**WORK INSTRUCTIONS**
Pick out each line of the material below that contains the string "counter", and copy those lines.

Excerpts from pointing data
____________________

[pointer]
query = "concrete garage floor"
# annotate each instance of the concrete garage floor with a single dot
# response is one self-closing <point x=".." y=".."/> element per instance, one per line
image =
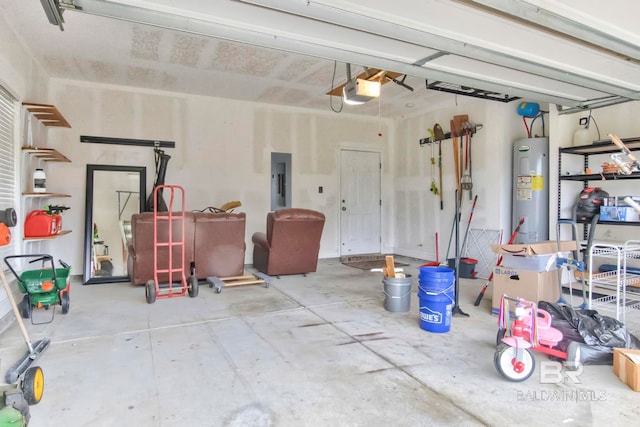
<point x="307" y="351"/>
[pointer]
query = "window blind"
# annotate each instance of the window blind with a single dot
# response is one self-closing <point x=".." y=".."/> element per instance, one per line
<point x="7" y="163"/>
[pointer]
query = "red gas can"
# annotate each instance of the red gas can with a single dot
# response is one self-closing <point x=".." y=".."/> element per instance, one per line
<point x="40" y="224"/>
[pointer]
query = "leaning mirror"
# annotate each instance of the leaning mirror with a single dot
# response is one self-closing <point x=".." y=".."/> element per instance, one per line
<point x="113" y="194"/>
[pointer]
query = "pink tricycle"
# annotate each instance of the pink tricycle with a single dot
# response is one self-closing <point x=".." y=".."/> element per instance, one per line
<point x="530" y="330"/>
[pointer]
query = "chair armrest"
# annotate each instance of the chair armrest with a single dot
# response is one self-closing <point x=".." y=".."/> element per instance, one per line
<point x="260" y="239"/>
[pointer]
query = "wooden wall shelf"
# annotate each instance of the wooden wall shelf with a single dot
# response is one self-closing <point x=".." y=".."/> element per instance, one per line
<point x="55" y="236"/>
<point x="46" y="154"/>
<point x="51" y="195"/>
<point x="47" y="114"/>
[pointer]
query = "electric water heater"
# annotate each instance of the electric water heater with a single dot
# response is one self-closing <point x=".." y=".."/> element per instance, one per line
<point x="531" y="189"/>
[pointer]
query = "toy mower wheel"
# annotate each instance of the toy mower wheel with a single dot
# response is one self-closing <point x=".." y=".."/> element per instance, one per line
<point x="33" y="385"/>
<point x="150" y="291"/>
<point x="193" y="286"/>
<point x="511" y="368"/>
<point x="25" y="307"/>
<point x="64" y="301"/>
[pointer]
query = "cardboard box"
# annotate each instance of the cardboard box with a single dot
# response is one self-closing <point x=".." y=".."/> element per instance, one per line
<point x="539" y="256"/>
<point x="618" y="214"/>
<point x="531" y="285"/>
<point x="626" y="366"/>
<point x="618" y="201"/>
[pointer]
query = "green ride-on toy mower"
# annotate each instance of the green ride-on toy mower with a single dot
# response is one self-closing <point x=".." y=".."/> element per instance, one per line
<point x="43" y="288"/>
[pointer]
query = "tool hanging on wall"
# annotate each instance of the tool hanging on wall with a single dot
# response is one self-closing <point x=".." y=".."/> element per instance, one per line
<point x="456" y="161"/>
<point x="434" y="186"/>
<point x="466" y="180"/>
<point x="437" y="138"/>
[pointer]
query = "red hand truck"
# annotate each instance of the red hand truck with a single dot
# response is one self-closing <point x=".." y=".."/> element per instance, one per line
<point x="169" y="241"/>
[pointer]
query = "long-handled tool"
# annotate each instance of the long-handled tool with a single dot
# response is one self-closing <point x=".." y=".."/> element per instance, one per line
<point x="434" y="186"/>
<point x="35" y="350"/>
<point x="466" y="232"/>
<point x="486" y="285"/>
<point x="439" y="136"/>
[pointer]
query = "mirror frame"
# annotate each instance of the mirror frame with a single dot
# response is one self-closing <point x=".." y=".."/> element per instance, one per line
<point x="88" y="222"/>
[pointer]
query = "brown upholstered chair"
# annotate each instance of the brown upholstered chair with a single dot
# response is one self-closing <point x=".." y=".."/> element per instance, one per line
<point x="290" y="244"/>
<point x="140" y="264"/>
<point x="219" y="244"/>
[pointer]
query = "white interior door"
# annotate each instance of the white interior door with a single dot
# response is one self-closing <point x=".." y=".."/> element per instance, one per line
<point x="359" y="202"/>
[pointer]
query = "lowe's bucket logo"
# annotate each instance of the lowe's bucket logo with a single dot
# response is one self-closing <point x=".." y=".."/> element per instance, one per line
<point x="430" y="316"/>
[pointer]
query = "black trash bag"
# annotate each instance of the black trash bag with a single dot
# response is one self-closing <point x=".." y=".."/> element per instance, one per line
<point x="588" y="203"/>
<point x="598" y="335"/>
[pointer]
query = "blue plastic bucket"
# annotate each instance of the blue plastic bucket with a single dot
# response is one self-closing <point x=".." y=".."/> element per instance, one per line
<point x="437" y="295"/>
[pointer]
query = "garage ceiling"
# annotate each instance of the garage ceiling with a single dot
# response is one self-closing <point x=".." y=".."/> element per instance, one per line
<point x="573" y="53"/>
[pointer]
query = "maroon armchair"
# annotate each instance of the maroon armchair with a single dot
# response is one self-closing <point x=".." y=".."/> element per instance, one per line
<point x="291" y="243"/>
<point x="214" y="241"/>
<point x="219" y="245"/>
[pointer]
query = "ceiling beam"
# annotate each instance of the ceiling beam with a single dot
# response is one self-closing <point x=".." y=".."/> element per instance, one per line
<point x="336" y="44"/>
<point x="561" y="17"/>
<point x="363" y="19"/>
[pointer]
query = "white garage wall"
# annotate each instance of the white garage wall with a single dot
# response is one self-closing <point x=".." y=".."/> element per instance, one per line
<point x="223" y="152"/>
<point x="418" y="215"/>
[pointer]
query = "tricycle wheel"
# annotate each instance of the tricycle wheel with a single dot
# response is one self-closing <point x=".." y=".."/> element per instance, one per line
<point x="150" y="291"/>
<point x="33" y="385"/>
<point x="64" y="301"/>
<point x="194" y="286"/>
<point x="573" y="356"/>
<point x="514" y="364"/>
<point x="25" y="307"/>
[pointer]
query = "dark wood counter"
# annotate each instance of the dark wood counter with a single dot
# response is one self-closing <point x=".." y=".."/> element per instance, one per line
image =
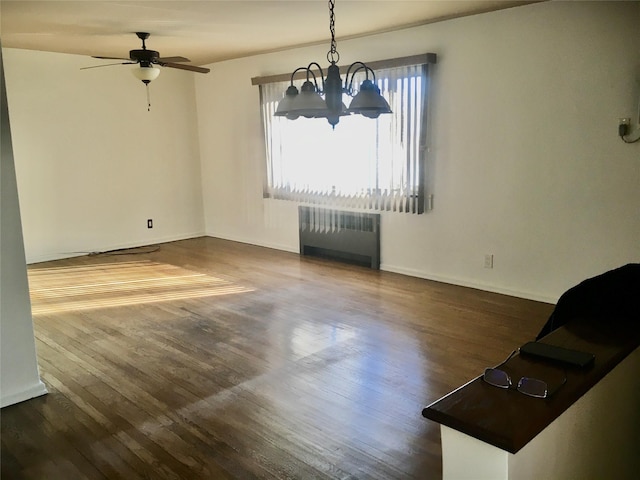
<point x="509" y="419"/>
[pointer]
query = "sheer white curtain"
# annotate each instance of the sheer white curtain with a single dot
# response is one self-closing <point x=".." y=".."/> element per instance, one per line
<point x="362" y="163"/>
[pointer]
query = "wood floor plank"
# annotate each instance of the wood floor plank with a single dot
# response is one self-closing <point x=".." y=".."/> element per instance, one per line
<point x="210" y="359"/>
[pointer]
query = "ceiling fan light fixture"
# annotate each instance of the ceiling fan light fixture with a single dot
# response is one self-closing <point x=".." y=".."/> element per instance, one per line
<point x="146" y="73"/>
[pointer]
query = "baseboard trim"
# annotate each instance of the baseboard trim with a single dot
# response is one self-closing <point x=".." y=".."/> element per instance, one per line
<point x="538" y="297"/>
<point x="108" y="248"/>
<point x="34" y="391"/>
<point x="273" y="246"/>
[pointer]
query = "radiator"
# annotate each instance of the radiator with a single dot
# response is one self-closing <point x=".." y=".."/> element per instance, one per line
<point x="340" y="235"/>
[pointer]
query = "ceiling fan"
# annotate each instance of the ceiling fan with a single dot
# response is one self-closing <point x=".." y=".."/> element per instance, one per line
<point x="147" y="59"/>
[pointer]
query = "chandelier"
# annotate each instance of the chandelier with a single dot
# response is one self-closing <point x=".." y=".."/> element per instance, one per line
<point x="309" y="103"/>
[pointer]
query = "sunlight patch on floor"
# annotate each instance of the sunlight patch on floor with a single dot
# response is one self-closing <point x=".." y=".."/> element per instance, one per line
<point x="118" y="284"/>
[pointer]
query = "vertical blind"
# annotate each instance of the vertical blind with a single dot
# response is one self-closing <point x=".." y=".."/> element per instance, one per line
<point x="370" y="164"/>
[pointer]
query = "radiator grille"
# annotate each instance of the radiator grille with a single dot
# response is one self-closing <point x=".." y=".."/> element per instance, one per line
<point x="352" y="237"/>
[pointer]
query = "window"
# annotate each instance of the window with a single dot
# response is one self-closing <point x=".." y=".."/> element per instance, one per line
<point x="362" y="163"/>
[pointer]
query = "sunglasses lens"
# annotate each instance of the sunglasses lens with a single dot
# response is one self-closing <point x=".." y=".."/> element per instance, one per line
<point x="497" y="378"/>
<point x="532" y="387"/>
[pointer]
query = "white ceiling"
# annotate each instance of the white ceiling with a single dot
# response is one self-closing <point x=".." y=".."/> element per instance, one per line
<point x="207" y="31"/>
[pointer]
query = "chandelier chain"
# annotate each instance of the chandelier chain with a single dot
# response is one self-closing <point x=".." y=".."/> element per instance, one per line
<point x="333" y="54"/>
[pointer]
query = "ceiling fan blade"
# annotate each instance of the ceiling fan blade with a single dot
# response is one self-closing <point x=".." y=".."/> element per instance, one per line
<point x="191" y="68"/>
<point x="111" y="58"/>
<point x="173" y="59"/>
<point x="108" y="65"/>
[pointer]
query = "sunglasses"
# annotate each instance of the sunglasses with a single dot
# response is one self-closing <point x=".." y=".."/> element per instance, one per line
<point x="528" y="386"/>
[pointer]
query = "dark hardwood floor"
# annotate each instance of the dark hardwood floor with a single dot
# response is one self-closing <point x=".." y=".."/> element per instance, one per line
<point x="209" y="359"/>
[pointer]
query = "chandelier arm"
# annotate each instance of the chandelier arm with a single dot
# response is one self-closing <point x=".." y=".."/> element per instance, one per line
<point x="360" y="66"/>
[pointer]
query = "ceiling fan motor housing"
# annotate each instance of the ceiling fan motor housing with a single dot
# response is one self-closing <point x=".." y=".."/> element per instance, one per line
<point x="144" y="56"/>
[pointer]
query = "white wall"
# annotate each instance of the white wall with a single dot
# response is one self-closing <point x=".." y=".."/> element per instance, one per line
<point x="92" y="163"/>
<point x="525" y="159"/>
<point x="19" y="377"/>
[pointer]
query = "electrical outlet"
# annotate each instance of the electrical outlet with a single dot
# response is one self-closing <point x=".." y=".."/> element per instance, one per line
<point x="623" y="126"/>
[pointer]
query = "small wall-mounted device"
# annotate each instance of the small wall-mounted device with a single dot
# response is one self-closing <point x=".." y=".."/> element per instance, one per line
<point x="624" y="126"/>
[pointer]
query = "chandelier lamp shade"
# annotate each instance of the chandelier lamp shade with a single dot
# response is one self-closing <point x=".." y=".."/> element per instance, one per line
<point x="309" y="101"/>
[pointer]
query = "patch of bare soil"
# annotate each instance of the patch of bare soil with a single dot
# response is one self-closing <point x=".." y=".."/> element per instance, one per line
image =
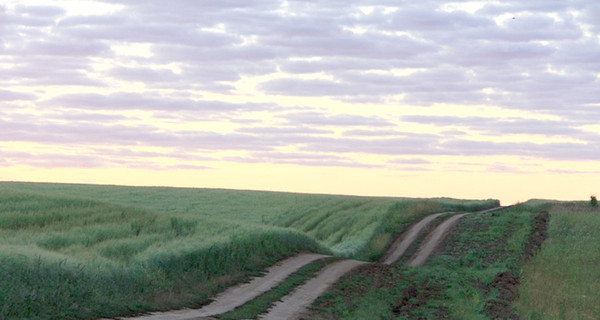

____________________

**SOLUTION TO THIS PROBLEM**
query = "dark wood counter"
# annotate each instance of the dark wood counter with a single dot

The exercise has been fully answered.